## WORK TO DO
Copy out every item below word for word, omitting the pictures.

┌────────

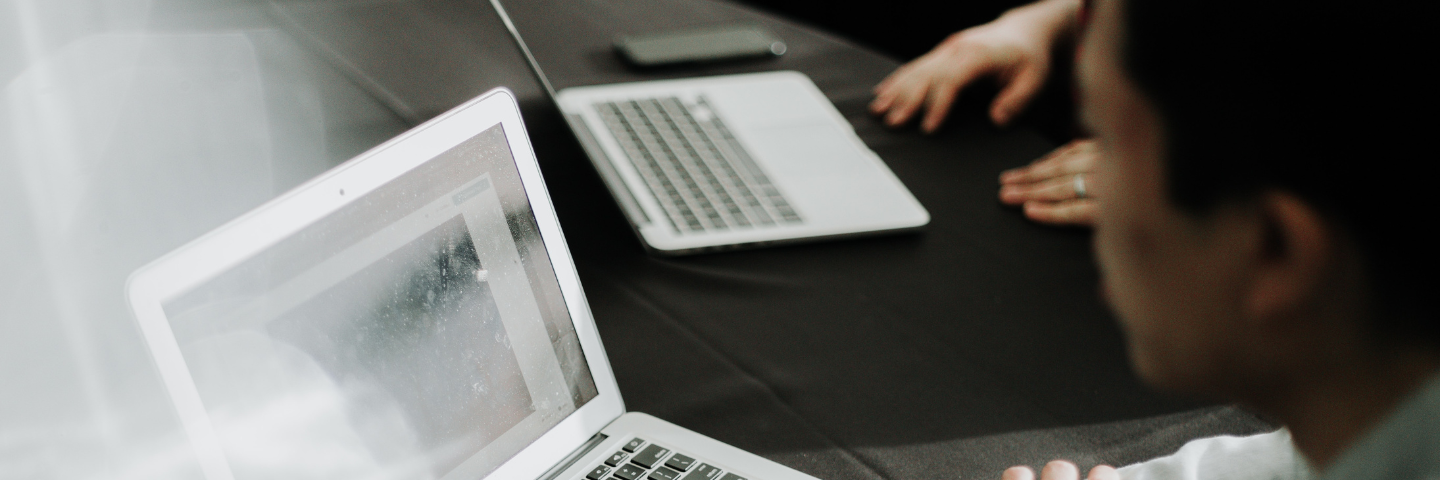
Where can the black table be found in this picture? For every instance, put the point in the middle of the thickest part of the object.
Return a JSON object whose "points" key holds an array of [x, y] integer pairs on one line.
{"points": [[956, 352]]}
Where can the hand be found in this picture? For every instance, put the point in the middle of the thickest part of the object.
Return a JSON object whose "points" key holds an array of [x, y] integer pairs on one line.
{"points": [[1060, 470], [1049, 188], [1014, 49]]}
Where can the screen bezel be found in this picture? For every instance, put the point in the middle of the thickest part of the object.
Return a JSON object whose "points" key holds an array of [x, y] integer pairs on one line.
{"points": [[267, 225]]}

└────────

## FINAL ANSWER
Where can the black table be found in this picture? For every instance, put the point in the middle of the thickest part of the object.
Return a JSON object whose "points" key holds an array of [x, y] integer pairs on one line.
{"points": [[956, 352]]}
Where can the hand be found in this picture? For every instance, put the point in the middle of the thickest part of the object.
Return a JSON object whose "points" key holds an array of [x, y] integer pairs on one line.
{"points": [[1060, 470], [1049, 188], [1014, 49]]}
Where can the screen bezel be found in this picture? For every instance, put the point in the middle of the thickest part of the object.
Return a JSON object whose "points" key holds an array of [x, y] integer pairs on one line.
{"points": [[267, 225]]}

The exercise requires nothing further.